• **Stored dataset items**:
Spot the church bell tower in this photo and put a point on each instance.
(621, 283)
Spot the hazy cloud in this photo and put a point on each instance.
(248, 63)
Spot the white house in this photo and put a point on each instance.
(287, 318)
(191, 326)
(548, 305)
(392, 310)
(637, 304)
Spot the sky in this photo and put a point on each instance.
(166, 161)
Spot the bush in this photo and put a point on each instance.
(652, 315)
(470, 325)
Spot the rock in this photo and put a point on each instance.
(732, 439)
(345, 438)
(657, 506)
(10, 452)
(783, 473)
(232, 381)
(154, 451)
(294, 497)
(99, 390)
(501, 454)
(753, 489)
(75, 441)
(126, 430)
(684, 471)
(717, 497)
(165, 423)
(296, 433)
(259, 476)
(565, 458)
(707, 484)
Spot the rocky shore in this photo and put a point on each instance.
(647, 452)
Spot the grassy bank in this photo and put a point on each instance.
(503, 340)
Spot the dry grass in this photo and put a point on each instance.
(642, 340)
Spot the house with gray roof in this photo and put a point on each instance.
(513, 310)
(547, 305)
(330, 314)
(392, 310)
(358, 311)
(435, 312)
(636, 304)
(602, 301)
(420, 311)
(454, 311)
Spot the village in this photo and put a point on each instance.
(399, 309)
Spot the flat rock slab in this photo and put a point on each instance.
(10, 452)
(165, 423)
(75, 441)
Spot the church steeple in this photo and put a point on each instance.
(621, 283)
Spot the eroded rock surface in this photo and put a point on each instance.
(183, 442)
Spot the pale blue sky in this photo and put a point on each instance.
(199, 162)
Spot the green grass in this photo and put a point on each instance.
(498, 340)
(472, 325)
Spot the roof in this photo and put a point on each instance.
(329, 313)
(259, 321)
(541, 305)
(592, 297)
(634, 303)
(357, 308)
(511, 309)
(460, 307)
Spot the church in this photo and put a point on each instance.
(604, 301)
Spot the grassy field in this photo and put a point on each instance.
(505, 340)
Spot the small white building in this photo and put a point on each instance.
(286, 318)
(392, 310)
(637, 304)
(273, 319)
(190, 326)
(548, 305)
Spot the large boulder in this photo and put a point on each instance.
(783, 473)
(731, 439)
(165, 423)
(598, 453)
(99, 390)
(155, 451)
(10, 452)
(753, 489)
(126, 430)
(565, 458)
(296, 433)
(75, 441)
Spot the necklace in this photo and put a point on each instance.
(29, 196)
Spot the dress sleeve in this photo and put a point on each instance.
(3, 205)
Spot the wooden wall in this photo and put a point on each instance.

• **EXERCISE DETAILS**:
Exact copies of the lines from the one holding "Spot the large" through the last line above, and only those, make up the answer.

• **TASK ANSWER**:
Spot the large boulder in this photo and put a point on each instance.
(783, 473)
(731, 439)
(165, 423)
(598, 453)
(99, 390)
(155, 451)
(10, 452)
(753, 489)
(126, 430)
(565, 458)
(296, 433)
(75, 441)
Spot the necklace in this photo and put a point on each instance.
(29, 196)
Spot the dress sleeve in this photo and put a point on each instance.
(3, 205)
Spot the wooden wall in this photo and put a point on each instance.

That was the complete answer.